(Records shown)
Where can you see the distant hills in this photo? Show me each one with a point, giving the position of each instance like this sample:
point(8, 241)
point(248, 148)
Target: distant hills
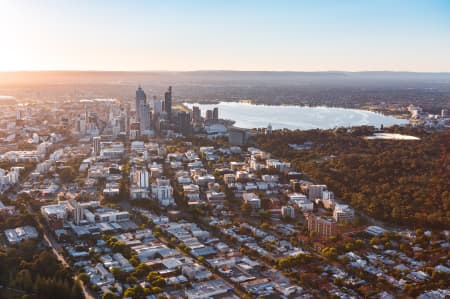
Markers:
point(333, 88)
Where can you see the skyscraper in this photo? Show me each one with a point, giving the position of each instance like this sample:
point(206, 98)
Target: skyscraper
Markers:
point(145, 117)
point(96, 145)
point(141, 97)
point(196, 115)
point(168, 102)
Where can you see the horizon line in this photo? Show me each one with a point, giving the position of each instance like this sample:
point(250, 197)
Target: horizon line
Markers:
point(223, 70)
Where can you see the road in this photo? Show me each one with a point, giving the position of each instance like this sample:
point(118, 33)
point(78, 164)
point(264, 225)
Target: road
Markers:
point(55, 246)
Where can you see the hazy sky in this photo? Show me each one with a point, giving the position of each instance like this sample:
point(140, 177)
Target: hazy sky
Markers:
point(229, 34)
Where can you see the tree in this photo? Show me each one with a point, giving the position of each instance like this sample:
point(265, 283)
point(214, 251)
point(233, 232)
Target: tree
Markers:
point(108, 295)
point(83, 277)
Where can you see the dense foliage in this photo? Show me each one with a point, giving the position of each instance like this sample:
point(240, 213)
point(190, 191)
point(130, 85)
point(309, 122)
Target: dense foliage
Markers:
point(404, 182)
point(29, 271)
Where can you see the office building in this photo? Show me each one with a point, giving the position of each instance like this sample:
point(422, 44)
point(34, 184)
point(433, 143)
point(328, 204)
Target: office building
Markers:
point(168, 103)
point(343, 213)
point(209, 115)
point(96, 145)
point(237, 136)
point(322, 227)
point(141, 97)
point(163, 192)
point(316, 191)
point(288, 212)
point(196, 114)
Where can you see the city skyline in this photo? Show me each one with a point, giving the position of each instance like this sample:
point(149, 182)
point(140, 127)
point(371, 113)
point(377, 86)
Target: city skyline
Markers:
point(231, 35)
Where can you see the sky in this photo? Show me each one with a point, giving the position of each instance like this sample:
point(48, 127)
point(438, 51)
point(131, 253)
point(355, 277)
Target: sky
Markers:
point(179, 35)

(Instruction)
Rewrite all of the entries above with every "sample" changed to "example" and nothing else altered. Leave the pictures out.

(Full output)
Where can you see the distant hills in this photo? Show me each one with a point, giving the position of each instance like this example:
point(8, 241)
point(248, 148)
Target: distant hills
Markers:
point(333, 88)
Where can you see the skyscraper in this photo? Show me each one with a point, giving the position of each instance like this example:
point(206, 98)
Target: skyscraper
Markers:
point(145, 117)
point(96, 145)
point(141, 97)
point(196, 115)
point(168, 102)
Where can you see the horizon line in this photo? Show me each one with a point, giving the position of each instance like this example:
point(250, 197)
Target: horizon line
Markers:
point(223, 70)
Where can you see the road in this photo? Show me each one with a point, giving the position of each instance like this example:
point(118, 33)
point(78, 164)
point(264, 225)
Target: road
Markers:
point(55, 246)
Where can you see the hazy sky in this photo? Show me each one with a point, giving the position of each instance like this example:
point(140, 177)
Target: hazy sky
Markers:
point(229, 34)
Where can you see the tree in this photo? Show me each one with a point, giving the position of each instance like this example:
point(265, 283)
point(214, 251)
point(233, 232)
Target: tree
Markers:
point(108, 295)
point(83, 277)
Where can you see the dense foliage in this photo? Show me each one with a point, giving the position of each instance like this example:
point(240, 213)
point(190, 191)
point(130, 85)
point(309, 122)
Target: dense foliage
Markers:
point(404, 182)
point(29, 271)
Where can you see the office building in this photo? Show me each one with a point, giving the position of each instance like this example:
point(422, 44)
point(34, 184)
point(433, 143)
point(328, 204)
Target: office building
Markers:
point(168, 103)
point(343, 213)
point(209, 115)
point(96, 145)
point(237, 136)
point(322, 227)
point(141, 97)
point(163, 192)
point(316, 191)
point(288, 212)
point(196, 114)
Where can you see the city skyline in this photo? Show me each one with a point, giving the position of each instance like this example:
point(149, 182)
point(140, 127)
point(371, 113)
point(377, 86)
Target: city skyline
Markers:
point(231, 35)
Where can you see the sky in this photo? Show me each one with a point, giving the position of each instance like this example:
point(48, 127)
point(438, 51)
point(131, 253)
point(355, 277)
Target: sky
Markers:
point(179, 35)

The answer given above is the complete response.